## Exercise instructions:
All of the data below should be written out exactly.

## Supplied data:
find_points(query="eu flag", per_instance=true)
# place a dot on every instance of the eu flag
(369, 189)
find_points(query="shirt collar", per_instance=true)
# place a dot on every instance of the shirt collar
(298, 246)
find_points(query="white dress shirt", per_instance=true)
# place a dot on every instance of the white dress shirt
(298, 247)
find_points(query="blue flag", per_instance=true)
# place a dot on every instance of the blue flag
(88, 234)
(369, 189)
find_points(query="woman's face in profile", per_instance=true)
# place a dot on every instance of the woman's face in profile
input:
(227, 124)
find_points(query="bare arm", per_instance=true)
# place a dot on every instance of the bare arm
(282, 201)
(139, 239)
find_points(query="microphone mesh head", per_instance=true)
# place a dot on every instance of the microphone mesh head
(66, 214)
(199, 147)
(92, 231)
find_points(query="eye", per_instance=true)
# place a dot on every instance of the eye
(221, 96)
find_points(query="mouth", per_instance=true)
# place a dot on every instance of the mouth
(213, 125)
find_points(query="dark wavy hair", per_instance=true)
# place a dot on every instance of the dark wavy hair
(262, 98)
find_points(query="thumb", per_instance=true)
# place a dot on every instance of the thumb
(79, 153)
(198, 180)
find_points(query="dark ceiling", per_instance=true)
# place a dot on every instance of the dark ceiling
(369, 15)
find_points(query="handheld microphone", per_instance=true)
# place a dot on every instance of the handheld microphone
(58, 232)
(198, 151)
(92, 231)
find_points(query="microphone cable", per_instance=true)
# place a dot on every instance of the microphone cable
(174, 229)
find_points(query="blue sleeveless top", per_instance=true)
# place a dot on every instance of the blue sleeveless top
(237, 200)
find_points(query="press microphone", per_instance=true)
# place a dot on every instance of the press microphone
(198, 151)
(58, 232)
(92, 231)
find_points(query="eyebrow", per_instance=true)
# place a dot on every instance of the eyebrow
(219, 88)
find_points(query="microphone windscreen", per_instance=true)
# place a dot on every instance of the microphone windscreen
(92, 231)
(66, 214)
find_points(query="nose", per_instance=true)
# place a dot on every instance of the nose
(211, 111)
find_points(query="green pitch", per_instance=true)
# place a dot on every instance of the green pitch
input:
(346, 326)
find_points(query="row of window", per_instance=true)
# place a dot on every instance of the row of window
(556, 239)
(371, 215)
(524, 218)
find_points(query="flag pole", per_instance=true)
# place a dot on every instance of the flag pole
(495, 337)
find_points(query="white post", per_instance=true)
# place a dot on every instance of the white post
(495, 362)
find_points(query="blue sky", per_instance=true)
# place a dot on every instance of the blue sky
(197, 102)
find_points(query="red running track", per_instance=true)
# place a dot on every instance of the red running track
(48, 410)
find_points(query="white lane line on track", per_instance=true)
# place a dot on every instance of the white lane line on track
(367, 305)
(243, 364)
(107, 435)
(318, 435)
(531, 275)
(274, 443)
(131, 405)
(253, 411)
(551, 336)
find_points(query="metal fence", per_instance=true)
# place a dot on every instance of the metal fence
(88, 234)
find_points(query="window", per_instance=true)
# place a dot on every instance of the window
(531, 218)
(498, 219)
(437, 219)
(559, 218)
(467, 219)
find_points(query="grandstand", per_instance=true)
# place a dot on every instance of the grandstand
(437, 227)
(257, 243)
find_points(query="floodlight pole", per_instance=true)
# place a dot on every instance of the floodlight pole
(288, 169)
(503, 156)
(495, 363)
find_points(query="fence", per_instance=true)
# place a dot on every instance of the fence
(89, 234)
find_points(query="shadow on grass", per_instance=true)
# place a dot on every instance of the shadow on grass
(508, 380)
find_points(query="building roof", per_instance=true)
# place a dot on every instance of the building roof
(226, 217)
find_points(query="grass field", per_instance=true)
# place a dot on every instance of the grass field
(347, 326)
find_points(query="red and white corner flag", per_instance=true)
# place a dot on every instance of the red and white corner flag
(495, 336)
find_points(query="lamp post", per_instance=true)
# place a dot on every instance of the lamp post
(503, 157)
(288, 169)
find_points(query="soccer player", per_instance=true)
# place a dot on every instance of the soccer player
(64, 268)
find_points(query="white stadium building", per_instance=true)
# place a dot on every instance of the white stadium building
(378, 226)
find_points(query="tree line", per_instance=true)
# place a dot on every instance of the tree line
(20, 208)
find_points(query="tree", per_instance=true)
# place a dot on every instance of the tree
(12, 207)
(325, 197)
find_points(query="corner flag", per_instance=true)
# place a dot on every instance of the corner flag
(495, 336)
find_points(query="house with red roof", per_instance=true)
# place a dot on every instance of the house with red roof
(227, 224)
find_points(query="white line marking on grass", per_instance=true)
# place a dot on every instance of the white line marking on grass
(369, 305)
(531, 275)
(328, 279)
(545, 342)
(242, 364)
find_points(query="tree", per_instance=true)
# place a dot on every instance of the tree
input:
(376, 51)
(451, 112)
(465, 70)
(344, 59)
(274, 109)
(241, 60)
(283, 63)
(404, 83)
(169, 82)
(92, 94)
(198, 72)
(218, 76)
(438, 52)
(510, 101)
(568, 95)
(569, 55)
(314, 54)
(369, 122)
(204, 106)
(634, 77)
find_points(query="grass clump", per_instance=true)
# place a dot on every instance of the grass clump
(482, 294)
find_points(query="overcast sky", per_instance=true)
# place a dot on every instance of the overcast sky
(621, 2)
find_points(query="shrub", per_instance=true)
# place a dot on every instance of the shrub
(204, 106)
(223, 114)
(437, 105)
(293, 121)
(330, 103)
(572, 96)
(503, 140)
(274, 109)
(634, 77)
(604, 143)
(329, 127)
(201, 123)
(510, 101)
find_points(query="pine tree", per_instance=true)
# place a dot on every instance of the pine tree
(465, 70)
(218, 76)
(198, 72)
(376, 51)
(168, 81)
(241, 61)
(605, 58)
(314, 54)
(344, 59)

## Output of the task:
find_points(query="eu flag", per_instance=true)
# place a dot on every instance of the eu flag
(369, 189)
find_points(query="shirt collar", per_instance=true)
# place a dot on every instance of the shirt collar
(298, 246)
find_points(query="white dress shirt", per_instance=true)
# place a dot on every instance of the white dress shirt
(298, 247)
find_points(query="blue flag", per_instance=true)
# place a dot on every instance of the blue flag
(88, 234)
(369, 189)
find_points(query="woman's face in profile", per_instance=true)
# place a dot on every instance of the woman's face in profile
input:
(227, 124)
find_points(query="bare arm", per_instance=true)
# place a dot on every instance of the bare arm
(282, 201)
(139, 239)
find_points(query="microphone mesh head", per_instance=true)
# place a dot on every instance of the microphone mesh head
(66, 214)
(199, 147)
(92, 231)
find_points(query="eye", per_instance=true)
# place a dot on every instance of the eye
(221, 96)
find_points(query="mouth", per_instance=true)
# place a dot on every instance of the mouth
(213, 125)
find_points(query="dark wavy hair", per_instance=true)
# place a dot on every instance of the dark wavy hair
(262, 98)
find_points(query="thumb", per_instance=true)
# place a dot on every instance of the thumb
(79, 153)
(198, 180)
find_points(query="dark ceiling", per_instance=true)
# place a dot on every instance of the dark ceiling
(369, 15)
find_points(query="handheld microphone", per_instance=true)
# place a dot on every instance of the handheld microphone
(58, 232)
(198, 151)
(92, 231)
find_points(query="microphone cable", per_instance=true)
# place a dot on every instance of the microphone cable
(174, 229)
find_points(query="blue sleeveless top", per_instance=true)
# place a dot on every instance of the blue sleeveless top
(237, 200)
find_points(query="press microphone", per_instance=true)
# place a dot on every instance of the press microphone
(198, 151)
(58, 232)
(92, 231)
find_points(query="eyebrow", per_instance=true)
# place a dot on every instance of the eyebrow
(219, 88)
find_points(query="microphone windscreen", per_instance=true)
# place a dot on every instance of the microphone windscreen
(92, 231)
(66, 214)
find_points(query="nose", per_instance=true)
# place a dot on every instance of the nose
(211, 111)
find_points(query="green pitch", per_instance=true)
# place a dot on every instance of the green pitch
input:
(346, 326)
find_points(query="row of window", per_instance=true)
# place a dot on every instance of the row of window
(556, 239)
(371, 215)
(524, 218)
find_points(query="flag pole", per_instance=true)
# place a dot on every instance of the flag pole
(495, 337)
find_points(query="white post", per_instance=true)
# place a dot on every instance of the white post
(495, 362)
find_points(query="blue sky", per_instance=true)
# place a dot on every instance of the blue sky
(197, 102)
find_points(query="red running track", per_instance=true)
# place a dot on every instance of the red running track
(48, 410)
find_points(query="white lane line on track", per_instance=true)
# place a dot on every instance of the white lane line on track
(367, 305)
(243, 364)
(107, 435)
(318, 435)
(531, 275)
(274, 443)
(131, 405)
(253, 411)
(551, 336)
find_points(query="metal fence", per_instance=true)
# place a dot on every instance of the metal fence
(88, 234)
find_points(query="window", per_instance=true)
# place a dot on every instance of the window
(531, 218)
(498, 219)
(437, 219)
(559, 218)
(467, 219)
find_points(query="grandstand", per_instance=true)
# place a dot on every instance of the grandstand
(437, 227)
(257, 243)
find_points(query="floodlight pole", per_instance=true)
# place a dot on every instance of the floodlight pole
(288, 169)
(503, 156)
(495, 363)
find_points(query="fence", per_instance=true)
# place a dot on every instance of the fence
(89, 234)
find_points(query="shadow on grass", per_instance=true)
# place a dot on every instance of the shadow on grass
(508, 380)
find_points(query="building roof", per_instance=true)
# place a dot on every instance of the building roof
(226, 217)
find_points(query="grass field", per_instance=true)
# place a dot on every instance of the grass field
(347, 326)
find_points(query="red and white corner flag", per_instance=true)
# place a dot on every instance of the red and white corner flag
(495, 336)
find_points(query="lamp post", per_instance=true)
# place a dot on every instance of the lamp post
(503, 157)
(288, 169)
find_points(query="soccer player", per_instance=true)
# place a dot on every instance of the soccer player
(64, 268)
find_points(query="white stadium building", per_instance=true)
# place a dot on every instance of the white stadium building
(378, 226)
find_points(query="tree line", per_instance=true)
# place a dot on every instance of the tree line
(20, 208)
find_points(query="tree", per_instance=true)
# place a dot on every instance of the tree
(12, 207)
(325, 197)
find_points(query="corner flag", per_instance=true)
# place a dot on every instance of the corner flag
(495, 336)
find_points(query="house with red roof", per_instance=true)
# place a dot on every instance of the house with red roof
(227, 224)
find_points(query="white line marking on grass", per_instance=true)
# place a dot on every instance of the white line marking on grass
(369, 305)
(531, 275)
(328, 279)
(545, 342)
(242, 364)
find_points(query="tree", per_instance=true)
# place a dot on every instance of the tree
input:
(376, 51)
(451, 112)
(465, 70)
(344, 59)
(274, 109)
(241, 60)
(283, 63)
(404, 83)
(169, 82)
(92, 94)
(198, 72)
(218, 76)
(438, 52)
(510, 101)
(568, 95)
(569, 55)
(314, 54)
(369, 122)
(204, 106)
(634, 77)
find_points(query="grass clump", per_instance=true)
# place a dot on every instance of the grass clump
(482, 294)
find_points(query="overcast sky", per_instance=true)
# place a dot on every instance of the overcast sky
(621, 2)
find_points(query="shrub", per_instance=true)
# place a dot on every instance of the shrub
(204, 106)
(223, 114)
(437, 105)
(293, 121)
(330, 103)
(572, 96)
(503, 140)
(274, 109)
(634, 77)
(604, 143)
(329, 127)
(201, 123)
(510, 101)
find_points(query="pine tree", per_instance=true)
# place a dot on every instance of the pine tree
(465, 70)
(218, 76)
(198, 72)
(376, 51)
(168, 81)
(241, 61)
(605, 58)
(314, 54)
(344, 59)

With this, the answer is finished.